#### DOCUMENT SEGMENT:
I’ll give you an example. I was a very strong advocate of doing most of our briefings on the record. But there are times when you just can’t do that. Middle East ambassador Dennis Ross taught me that he couldn’t brief on the record, because if he briefs on the record then he is speaking as an official of the United States government, and that diplomatically has much different meaning than a senior administration official who is speaking. So you better preserve some rights so that the government can function as governments need to do when they’re conducting diplomacy. Lastly, we need to separate out moments of real drama at the White House, in which there are times in which a White House does need to come out and provide additional information, from what is more routine. If you focus your efforts on the routine briefings and say: “Look, we’re never going to detract from the words of the President. It will help us to identify and know who these individuals are who are speaking and makes the information coming from government more authentic. And when you see a sub-Cabinet quoted who’s an expert on a subject, I don’t believe that has ever taken away from the ability of the administration to articulate its side of the story.” If you can help the White House understand that, you might make some progress.

But at the heart of it, going back to the assertion vs. verification, you’ve got to get back into the hard-news business, reporting facts to the American people. In the face of the accelerated news cycle, the blizzard of information, the competitiveness stories have moved so much over the last 25 years to analysis. The front page of The New York Times is so very different from 20 years ago in the number of facts vs. interpretive analysis. And I think that’s a change in the culture of journalism that really has nothing to do with evil people in the government trying to be secretive.

Tom Blanton (director, National Security Archive): The culture of secrecy is so strong, and there are so many interests pushing for it. What I’ve heard today is that there is a spectrum of secrecy on sources: some of it’s necessary to protect whistleblowers, and some of it is really indefensible, which are the regular routine briefings that government officials give and the press by colluding robs the public of knowing who’s saying what. It’s in the middle that you’ve got the toughest job. The policies people are talking about are heading in the right direction, but I would even suggest a further step—an obligation of the media to actually report about the process. I would love to have seen in the story about the Wolfowitz nomination to head the World Bank something about what the campaign is like to get Wolfowitz approved. Who’s putting out the talking points? Are there copies of talking points you can get and publish? Who is being sent down to brief? Which White House counsel lawyers are coming down to talk about the Executive Order on Secrecy in Presidential Records? Who’s really responsible? C-SPAN has become the most credible journalism outlet because it shows us the process. The way news is defined today in Washington, you don’t show the process, and you need to show more of the process.

#### STORED DATA:
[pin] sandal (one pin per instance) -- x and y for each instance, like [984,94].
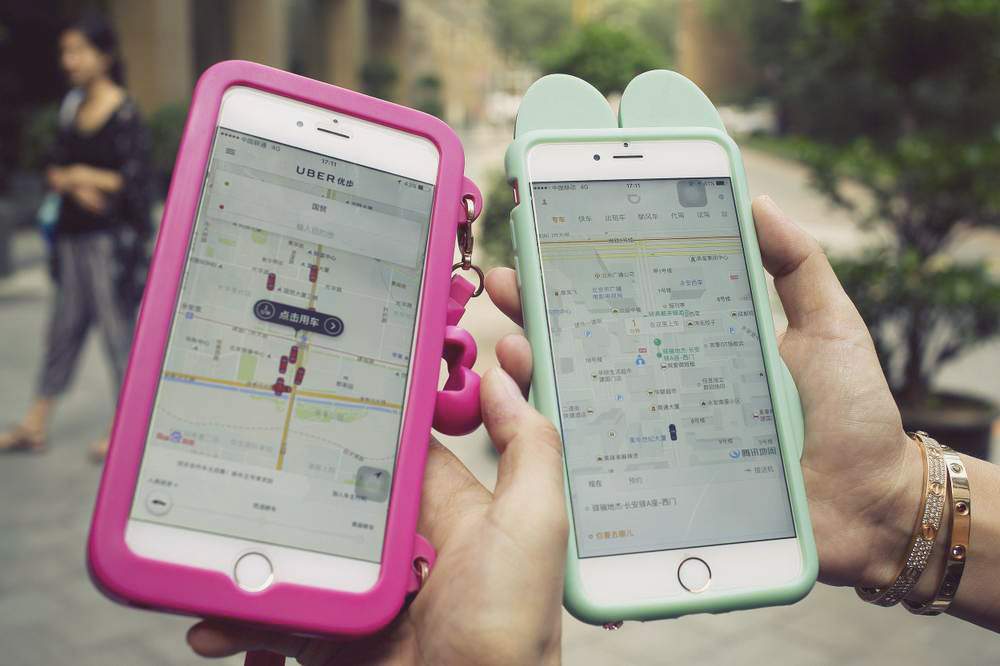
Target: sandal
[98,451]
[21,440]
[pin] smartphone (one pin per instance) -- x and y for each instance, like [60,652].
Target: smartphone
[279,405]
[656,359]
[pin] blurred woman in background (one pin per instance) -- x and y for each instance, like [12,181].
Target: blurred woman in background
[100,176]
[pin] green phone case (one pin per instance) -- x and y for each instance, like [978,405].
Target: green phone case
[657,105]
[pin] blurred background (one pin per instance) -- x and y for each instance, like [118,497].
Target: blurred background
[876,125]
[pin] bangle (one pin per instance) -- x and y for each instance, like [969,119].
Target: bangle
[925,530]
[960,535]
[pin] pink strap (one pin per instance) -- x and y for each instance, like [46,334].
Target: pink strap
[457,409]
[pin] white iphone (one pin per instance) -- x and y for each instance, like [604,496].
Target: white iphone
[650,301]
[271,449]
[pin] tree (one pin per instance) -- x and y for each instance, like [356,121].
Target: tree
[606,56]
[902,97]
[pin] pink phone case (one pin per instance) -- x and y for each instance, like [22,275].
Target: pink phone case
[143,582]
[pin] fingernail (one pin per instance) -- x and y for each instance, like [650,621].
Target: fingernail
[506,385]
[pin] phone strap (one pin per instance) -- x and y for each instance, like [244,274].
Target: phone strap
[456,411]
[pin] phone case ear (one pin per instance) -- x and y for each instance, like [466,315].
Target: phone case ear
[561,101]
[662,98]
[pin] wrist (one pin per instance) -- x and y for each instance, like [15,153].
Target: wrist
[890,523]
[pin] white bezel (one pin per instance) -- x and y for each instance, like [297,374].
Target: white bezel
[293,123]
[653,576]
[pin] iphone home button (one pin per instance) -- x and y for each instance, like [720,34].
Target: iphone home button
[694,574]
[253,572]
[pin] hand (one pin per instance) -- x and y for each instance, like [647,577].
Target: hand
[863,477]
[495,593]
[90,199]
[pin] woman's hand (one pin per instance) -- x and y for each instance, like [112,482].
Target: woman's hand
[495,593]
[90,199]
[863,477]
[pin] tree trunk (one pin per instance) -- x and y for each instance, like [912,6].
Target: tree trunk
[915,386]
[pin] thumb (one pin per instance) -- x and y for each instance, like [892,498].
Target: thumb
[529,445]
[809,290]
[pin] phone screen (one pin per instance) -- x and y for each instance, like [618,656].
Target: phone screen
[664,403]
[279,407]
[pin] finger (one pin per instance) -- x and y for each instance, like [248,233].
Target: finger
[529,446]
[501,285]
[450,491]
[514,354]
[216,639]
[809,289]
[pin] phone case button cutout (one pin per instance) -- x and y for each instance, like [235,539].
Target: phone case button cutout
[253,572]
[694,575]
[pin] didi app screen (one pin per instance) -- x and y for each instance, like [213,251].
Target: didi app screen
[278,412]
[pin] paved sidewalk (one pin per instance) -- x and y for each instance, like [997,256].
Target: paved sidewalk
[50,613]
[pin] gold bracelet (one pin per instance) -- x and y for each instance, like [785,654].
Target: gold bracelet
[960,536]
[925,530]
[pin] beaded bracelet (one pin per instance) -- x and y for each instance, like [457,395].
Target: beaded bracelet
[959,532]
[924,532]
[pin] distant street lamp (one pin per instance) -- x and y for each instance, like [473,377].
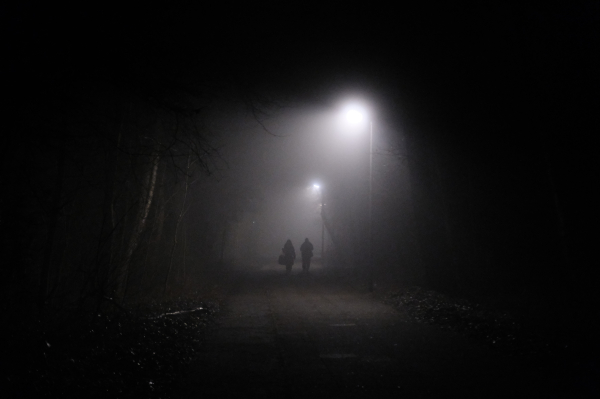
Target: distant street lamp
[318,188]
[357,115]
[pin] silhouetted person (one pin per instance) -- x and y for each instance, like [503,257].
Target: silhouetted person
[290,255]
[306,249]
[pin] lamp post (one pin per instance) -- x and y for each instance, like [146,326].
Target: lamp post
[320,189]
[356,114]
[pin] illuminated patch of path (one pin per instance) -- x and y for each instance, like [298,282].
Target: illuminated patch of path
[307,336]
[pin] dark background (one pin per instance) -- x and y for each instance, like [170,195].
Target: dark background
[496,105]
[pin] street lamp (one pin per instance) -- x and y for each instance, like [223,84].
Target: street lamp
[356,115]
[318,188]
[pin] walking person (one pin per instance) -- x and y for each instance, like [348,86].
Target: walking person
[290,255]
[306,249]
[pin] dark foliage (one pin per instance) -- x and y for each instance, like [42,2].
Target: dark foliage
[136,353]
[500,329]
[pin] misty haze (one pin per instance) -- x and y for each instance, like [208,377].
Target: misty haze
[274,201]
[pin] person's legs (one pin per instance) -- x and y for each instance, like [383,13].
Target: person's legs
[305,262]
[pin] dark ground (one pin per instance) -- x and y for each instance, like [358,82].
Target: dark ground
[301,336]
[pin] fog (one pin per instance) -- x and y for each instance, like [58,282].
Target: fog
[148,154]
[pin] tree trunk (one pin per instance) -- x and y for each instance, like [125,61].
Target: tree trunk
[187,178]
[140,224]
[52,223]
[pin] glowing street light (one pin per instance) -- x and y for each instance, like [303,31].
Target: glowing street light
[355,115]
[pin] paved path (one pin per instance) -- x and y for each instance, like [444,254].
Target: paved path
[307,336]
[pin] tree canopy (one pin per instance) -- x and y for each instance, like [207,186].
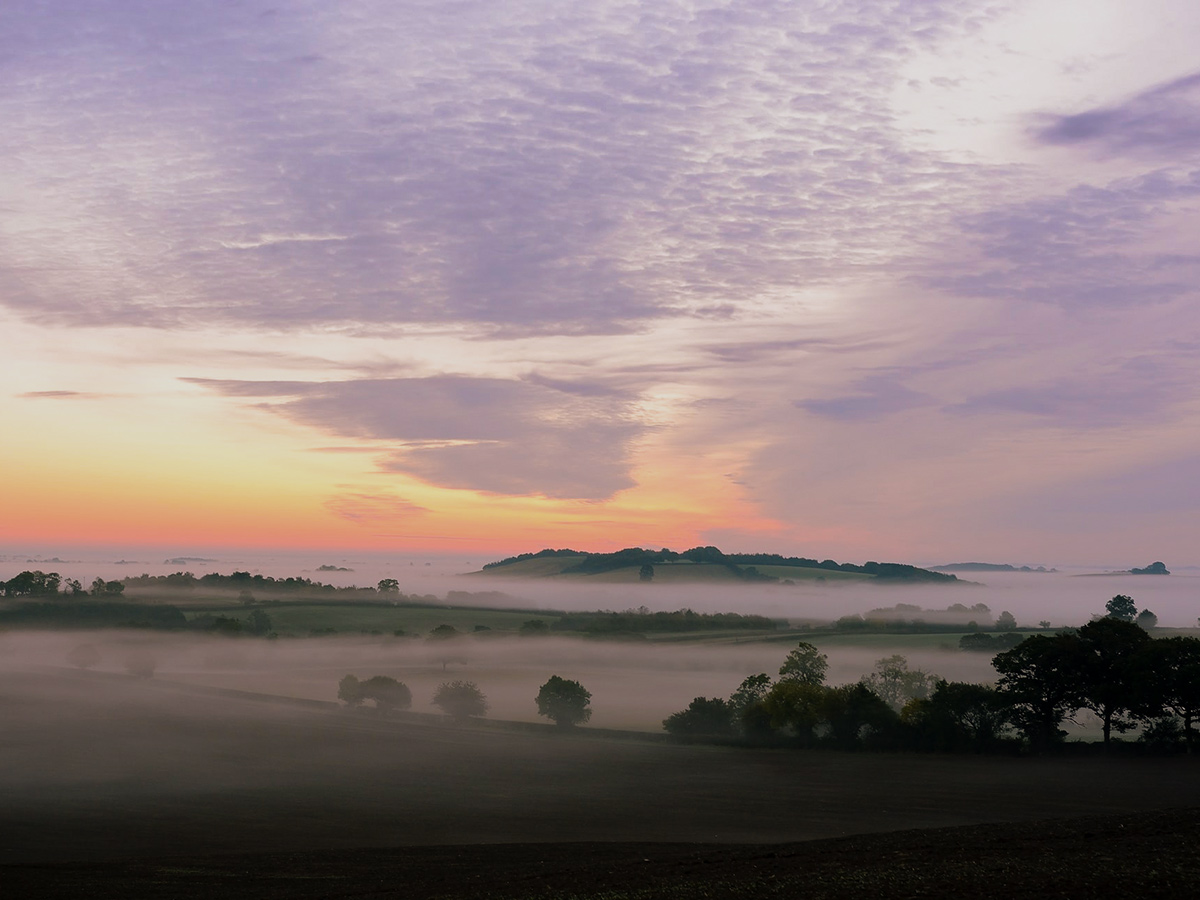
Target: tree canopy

...

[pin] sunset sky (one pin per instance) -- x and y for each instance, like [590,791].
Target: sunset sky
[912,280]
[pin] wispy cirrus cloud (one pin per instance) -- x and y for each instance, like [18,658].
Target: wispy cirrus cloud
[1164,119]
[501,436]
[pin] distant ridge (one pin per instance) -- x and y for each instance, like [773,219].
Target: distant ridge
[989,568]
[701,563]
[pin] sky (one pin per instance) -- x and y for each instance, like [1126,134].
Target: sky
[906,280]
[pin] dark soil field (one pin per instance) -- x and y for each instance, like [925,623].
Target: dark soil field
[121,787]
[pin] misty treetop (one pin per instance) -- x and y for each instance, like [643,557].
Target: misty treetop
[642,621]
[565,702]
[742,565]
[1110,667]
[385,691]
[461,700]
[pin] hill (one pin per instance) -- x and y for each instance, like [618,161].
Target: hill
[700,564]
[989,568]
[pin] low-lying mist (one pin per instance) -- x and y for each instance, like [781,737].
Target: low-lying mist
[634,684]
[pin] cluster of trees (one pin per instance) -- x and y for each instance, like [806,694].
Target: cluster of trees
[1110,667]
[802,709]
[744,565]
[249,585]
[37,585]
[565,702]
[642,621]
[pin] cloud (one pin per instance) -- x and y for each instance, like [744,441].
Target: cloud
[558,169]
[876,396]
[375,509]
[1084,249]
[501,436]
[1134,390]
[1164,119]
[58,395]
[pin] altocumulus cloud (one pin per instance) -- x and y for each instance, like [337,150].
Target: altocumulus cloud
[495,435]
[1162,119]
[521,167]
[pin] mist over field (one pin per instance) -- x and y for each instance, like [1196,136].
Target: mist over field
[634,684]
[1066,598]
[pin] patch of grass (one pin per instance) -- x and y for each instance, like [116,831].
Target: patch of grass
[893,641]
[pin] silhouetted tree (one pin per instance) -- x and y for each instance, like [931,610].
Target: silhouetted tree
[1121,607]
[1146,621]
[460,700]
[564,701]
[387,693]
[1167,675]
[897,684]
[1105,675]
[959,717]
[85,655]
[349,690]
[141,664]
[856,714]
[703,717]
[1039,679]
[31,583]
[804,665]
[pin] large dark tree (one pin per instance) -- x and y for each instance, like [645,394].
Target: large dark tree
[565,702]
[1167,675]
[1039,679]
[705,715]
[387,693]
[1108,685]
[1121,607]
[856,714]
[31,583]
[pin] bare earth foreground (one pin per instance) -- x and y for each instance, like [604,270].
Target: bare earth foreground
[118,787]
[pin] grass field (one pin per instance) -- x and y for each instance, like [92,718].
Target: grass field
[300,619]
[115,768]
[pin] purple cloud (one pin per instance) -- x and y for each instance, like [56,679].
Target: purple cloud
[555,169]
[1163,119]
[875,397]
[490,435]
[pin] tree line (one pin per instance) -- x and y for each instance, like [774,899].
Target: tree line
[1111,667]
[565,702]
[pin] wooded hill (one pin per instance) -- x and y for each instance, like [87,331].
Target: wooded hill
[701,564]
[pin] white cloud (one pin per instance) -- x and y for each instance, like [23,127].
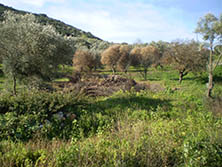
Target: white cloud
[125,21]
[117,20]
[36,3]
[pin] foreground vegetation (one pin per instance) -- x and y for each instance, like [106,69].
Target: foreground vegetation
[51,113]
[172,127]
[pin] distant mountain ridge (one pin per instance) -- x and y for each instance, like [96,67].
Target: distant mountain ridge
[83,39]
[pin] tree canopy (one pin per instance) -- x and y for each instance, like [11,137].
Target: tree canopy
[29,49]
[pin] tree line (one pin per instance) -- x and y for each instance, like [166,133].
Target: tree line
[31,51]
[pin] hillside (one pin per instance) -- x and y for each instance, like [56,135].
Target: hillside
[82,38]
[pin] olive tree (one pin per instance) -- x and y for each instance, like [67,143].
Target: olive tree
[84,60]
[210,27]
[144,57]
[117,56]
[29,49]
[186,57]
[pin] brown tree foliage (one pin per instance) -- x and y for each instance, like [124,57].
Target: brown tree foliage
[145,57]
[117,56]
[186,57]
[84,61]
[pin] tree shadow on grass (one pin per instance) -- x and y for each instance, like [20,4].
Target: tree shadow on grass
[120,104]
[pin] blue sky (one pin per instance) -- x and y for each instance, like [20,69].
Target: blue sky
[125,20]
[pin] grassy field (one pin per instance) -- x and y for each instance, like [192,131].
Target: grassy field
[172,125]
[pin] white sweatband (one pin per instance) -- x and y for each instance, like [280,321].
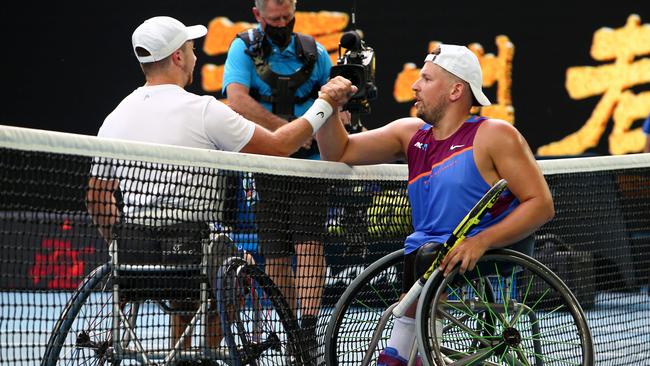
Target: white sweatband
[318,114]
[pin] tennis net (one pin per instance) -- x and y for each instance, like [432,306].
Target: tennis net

#### EXERCISE INSTRUCTIONS:
- 1) In the text on government secrecy and the press, rewrite the stretch from "But at the heart" through "to be secretive.", changing "hard-news business" to "fact-reporting business".
- 2) According to the text on government secrecy and the press, which outlet has become the most credible journalism outlet?

#### ANSWERS TO THE PROBLEMS:
- 1)
But at the heart of it, going back to the assertion vs. verification, you’ve got to get back into the fact-reporting business, reporting facts to the American people. In the face of the accelerated news cycle, the blizzard of information, the competitiveness stories have moved so much over the last 25 years to analysis. The front page of The New York Times is so very different from 20 years ago in the number of facts vs. interpretive analysis. And I think that’s a change in the culture of journalism that really has nothing to do with evil people in the government trying to be secretive.

- 2) C-SPAN